▶ [TO BE DONE]
Please recast the items below as a Markdown table with a "No." column for the row number and a "Text" column for the line. Skip blank lines and leave out the pictures.

▶ [DATA TO PROCESS]

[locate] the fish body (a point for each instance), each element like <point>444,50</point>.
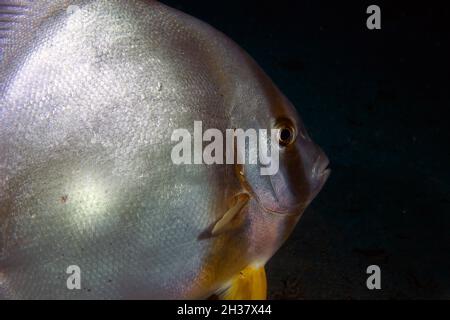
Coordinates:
<point>90,93</point>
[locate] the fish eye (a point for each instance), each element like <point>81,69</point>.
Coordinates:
<point>287,133</point>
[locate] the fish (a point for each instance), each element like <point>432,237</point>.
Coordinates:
<point>91,204</point>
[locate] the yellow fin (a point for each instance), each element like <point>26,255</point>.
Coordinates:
<point>221,225</point>
<point>249,284</point>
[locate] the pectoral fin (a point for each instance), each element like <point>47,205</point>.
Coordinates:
<point>249,284</point>
<point>228,217</point>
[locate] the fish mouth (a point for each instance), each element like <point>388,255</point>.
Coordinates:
<point>320,173</point>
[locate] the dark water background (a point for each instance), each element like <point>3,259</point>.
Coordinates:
<point>376,101</point>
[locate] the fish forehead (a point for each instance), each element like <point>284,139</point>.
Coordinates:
<point>84,115</point>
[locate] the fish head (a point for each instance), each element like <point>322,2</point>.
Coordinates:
<point>298,167</point>
<point>298,172</point>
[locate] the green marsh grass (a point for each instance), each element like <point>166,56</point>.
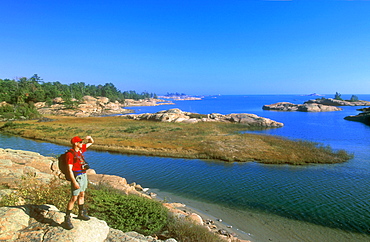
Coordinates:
<point>222,141</point>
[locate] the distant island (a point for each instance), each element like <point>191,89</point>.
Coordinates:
<point>180,96</point>
<point>31,98</point>
<point>318,105</point>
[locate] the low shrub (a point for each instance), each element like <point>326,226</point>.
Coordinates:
<point>127,212</point>
<point>187,231</point>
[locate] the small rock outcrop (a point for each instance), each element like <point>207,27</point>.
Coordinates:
<point>335,102</point>
<point>45,223</point>
<point>178,116</point>
<point>363,117</point>
<point>89,106</point>
<point>306,107</point>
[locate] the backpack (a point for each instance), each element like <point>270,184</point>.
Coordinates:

▶ [THE RESULT]
| No. | Text |
|---|---|
| 1 | [locate] the fish body (a point for each instance), each element like <point>444,50</point>. |
| 2 | Coordinates: |
| 3 | <point>90,93</point> |
| 4 | [locate] the fish eye (a point for each instance), each element like <point>81,69</point>. |
| 5 | Coordinates: |
| 6 | <point>287,133</point> |
| 7 | [locate] the fish (a point for each instance), each element like <point>432,237</point>. |
| 8 | Coordinates: |
| 9 | <point>91,204</point> |
| 10 | [locate] the yellow fin (a point for each instance), each element like <point>26,255</point>. |
| 11 | Coordinates: |
| 12 | <point>221,225</point> |
| 13 | <point>249,284</point> |
| 14 | [locate] the pectoral fin (a point for each instance), each element like <point>47,205</point>. |
| 15 | Coordinates: |
| 16 | <point>249,284</point> |
| 17 | <point>228,217</point> |
| 18 | [locate] the fish mouth (a point for each instance), each element like <point>388,255</point>. |
| 19 | Coordinates: |
| 20 | <point>320,173</point> |
| 21 | [locate] the dark water background (a point for each instance), each element like <point>3,259</point>. |
| 22 | Coordinates: |
| 23 | <point>376,101</point> |
| 24 | [locate] the fish forehead (a point for each instance), each element like <point>284,139</point>. |
| 25 | Coordinates: |
| 26 | <point>84,115</point> |
| 27 | [locate] the fish head (a point for each instance), each element like <point>322,2</point>. |
| 28 | Coordinates: |
| 29 | <point>298,167</point> |
| 30 | <point>298,172</point> |
| 31 | [locate] the green marsh grass (a point for each instance), each element like <point>166,56</point>. |
| 32 | Coordinates: |
| 33 | <point>222,141</point> |
| 34 | [locate] the distant island (a point for each instance), each element like <point>191,89</point>. |
| 35 | Coordinates: |
| 36 | <point>180,96</point> |
| 37 | <point>31,98</point> |
| 38 | <point>318,105</point> |
| 39 | [locate] the low shrub (a point for each instance), each element like <point>326,226</point>. |
| 40 | Coordinates: |
| 41 | <point>127,212</point> |
| 42 | <point>187,231</point> |
| 43 | [locate] the small rock outcrop (a point for each instance), each element like <point>207,27</point>. |
| 44 | Coordinates: |
| 45 | <point>335,102</point> |
| 46 | <point>45,223</point> |
| 47 | <point>178,116</point> |
| 48 | <point>363,117</point> |
| 49 | <point>89,106</point> |
| 50 | <point>306,107</point> |
| 51 | [locate] the backpack (a point for each instance), each element like <point>270,184</point>. |
| 52 | Coordinates: |